• _Requirement_
Convert every line of the material below into a numbered list, omitting any blank lines.
--- start Data provided ---
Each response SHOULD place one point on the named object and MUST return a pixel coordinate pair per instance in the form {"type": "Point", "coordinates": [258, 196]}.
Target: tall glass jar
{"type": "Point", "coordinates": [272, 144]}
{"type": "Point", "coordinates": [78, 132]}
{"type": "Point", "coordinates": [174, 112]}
--- end Data provided ---
• _Output for this exercise_
1. Each response SHOULD place one point on the named object and MUST return a pixel coordinate pair per instance in the form {"type": "Point", "coordinates": [258, 196]}.
2. Target: tall glass jar
3. {"type": "Point", "coordinates": [272, 144]}
4. {"type": "Point", "coordinates": [78, 132]}
5. {"type": "Point", "coordinates": [174, 112]}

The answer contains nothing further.